# start of Provided data

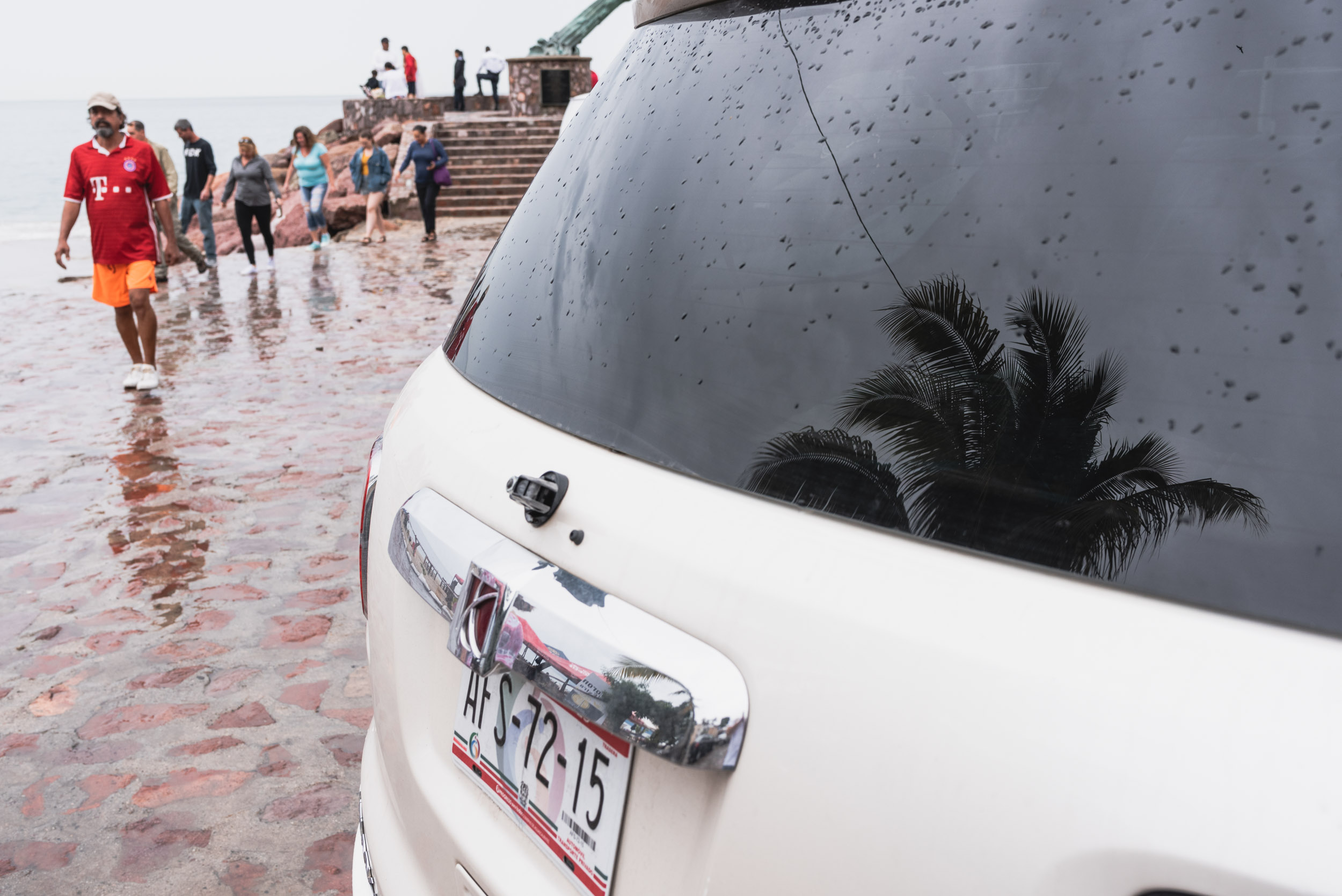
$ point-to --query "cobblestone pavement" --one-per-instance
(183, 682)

# end of Provided data
# start of Provided data

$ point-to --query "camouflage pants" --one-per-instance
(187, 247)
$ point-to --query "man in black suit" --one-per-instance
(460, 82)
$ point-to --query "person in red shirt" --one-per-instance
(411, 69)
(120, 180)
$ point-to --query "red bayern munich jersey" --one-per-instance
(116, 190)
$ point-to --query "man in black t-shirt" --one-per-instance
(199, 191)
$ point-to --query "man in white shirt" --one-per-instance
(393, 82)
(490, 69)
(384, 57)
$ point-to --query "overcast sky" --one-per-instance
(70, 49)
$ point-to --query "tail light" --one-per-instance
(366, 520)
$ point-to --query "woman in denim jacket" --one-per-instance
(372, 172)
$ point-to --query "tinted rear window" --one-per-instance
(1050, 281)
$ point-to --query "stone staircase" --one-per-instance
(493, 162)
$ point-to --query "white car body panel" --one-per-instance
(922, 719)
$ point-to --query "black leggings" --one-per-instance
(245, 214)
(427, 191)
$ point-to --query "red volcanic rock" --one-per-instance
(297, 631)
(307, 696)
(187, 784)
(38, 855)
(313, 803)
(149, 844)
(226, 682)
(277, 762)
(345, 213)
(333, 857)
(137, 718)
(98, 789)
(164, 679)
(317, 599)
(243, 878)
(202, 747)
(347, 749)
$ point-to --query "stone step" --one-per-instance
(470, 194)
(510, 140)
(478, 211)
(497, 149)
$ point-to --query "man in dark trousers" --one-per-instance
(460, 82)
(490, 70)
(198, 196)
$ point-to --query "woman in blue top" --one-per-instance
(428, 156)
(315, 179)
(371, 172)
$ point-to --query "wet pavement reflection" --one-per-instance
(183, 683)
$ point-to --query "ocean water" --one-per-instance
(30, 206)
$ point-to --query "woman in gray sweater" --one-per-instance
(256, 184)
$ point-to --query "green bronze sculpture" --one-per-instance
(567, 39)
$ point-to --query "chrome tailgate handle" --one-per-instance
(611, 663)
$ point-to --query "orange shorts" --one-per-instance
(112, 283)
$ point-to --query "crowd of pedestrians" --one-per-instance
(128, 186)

# end of Provided data

> _Task_
Please count how many of the lines above contain the word "white" and give only that number.

> _Complete answer_
2